DATASET RECORDS =
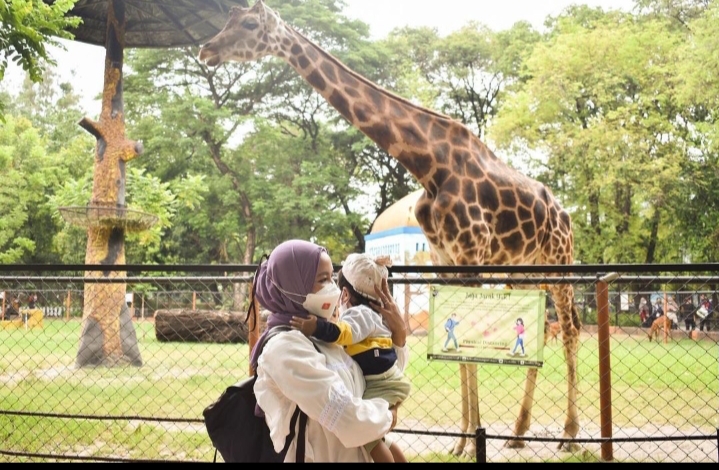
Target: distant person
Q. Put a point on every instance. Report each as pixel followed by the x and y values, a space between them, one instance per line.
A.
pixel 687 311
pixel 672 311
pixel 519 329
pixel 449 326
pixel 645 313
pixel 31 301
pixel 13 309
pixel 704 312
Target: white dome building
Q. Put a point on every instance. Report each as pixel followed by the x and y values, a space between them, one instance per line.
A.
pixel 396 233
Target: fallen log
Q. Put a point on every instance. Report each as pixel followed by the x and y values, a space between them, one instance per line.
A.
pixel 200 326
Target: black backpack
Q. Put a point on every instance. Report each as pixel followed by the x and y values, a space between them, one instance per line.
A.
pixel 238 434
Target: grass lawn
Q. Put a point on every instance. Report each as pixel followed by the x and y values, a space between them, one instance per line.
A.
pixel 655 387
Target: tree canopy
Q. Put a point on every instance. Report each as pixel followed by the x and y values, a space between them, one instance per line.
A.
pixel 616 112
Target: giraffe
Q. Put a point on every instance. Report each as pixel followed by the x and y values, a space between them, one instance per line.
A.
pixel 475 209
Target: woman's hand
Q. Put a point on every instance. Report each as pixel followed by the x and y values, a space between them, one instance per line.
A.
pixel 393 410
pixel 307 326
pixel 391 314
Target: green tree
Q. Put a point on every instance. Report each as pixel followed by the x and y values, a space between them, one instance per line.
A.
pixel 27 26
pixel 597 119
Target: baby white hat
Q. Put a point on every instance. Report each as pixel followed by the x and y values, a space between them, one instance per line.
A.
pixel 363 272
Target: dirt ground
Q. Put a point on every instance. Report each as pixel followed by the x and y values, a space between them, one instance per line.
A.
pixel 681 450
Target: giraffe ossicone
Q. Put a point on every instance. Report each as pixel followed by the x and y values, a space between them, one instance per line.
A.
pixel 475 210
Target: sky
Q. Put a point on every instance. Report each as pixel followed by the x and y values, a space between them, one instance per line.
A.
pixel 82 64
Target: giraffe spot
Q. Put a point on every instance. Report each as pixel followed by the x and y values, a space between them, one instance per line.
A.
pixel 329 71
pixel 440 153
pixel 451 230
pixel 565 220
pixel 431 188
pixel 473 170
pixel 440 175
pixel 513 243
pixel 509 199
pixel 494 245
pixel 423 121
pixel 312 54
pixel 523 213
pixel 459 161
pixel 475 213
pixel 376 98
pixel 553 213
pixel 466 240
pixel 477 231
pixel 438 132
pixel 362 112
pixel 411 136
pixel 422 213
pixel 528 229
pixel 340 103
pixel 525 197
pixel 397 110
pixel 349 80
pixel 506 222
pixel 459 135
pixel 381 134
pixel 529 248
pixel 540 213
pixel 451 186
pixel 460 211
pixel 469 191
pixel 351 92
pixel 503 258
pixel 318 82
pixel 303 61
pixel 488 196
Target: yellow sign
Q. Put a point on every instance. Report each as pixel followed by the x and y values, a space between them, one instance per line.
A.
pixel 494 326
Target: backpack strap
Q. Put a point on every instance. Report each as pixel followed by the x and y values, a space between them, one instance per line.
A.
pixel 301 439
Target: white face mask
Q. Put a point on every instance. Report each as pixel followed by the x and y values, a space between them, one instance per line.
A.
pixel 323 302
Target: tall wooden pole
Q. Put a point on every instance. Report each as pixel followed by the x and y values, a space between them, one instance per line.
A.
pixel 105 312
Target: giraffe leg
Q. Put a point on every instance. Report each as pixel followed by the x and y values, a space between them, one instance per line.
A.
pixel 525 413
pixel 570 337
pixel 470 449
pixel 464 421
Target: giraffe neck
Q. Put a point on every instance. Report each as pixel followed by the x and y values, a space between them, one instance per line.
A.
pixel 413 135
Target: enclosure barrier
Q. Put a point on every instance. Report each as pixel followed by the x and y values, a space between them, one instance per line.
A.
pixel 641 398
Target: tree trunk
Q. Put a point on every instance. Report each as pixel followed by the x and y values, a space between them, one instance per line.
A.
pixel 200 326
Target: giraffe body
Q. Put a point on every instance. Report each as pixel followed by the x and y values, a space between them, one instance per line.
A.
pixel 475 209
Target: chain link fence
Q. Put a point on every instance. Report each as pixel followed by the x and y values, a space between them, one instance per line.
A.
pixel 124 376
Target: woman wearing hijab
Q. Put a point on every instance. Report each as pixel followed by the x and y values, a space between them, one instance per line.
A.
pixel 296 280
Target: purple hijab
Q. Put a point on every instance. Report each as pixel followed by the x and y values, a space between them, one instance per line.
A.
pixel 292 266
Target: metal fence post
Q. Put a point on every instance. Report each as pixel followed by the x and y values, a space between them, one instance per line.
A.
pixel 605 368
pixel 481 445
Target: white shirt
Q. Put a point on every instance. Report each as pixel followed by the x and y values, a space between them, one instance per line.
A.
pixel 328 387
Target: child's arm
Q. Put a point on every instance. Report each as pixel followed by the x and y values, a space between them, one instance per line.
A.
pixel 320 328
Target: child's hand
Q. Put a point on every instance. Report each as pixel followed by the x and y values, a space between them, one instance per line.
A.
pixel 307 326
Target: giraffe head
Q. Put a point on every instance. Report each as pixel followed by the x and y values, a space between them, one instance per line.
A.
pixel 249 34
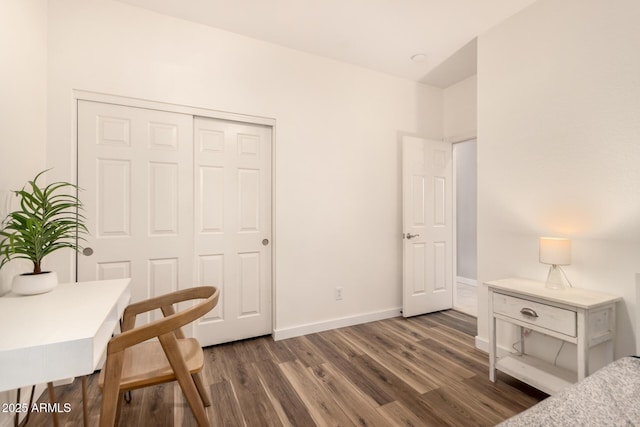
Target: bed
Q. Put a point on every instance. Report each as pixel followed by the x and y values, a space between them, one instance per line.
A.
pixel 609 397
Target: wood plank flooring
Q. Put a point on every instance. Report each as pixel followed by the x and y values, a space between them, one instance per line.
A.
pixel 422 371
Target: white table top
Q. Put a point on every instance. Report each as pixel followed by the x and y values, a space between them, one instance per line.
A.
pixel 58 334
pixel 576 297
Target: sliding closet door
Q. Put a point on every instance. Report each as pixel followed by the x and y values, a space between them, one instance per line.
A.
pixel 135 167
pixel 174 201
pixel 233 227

WORK TO BE COMPLETED = Reading through the preceding records, tally each line that holds the word "fence" and give the tally by itself.

EXERCISE RESULT = 2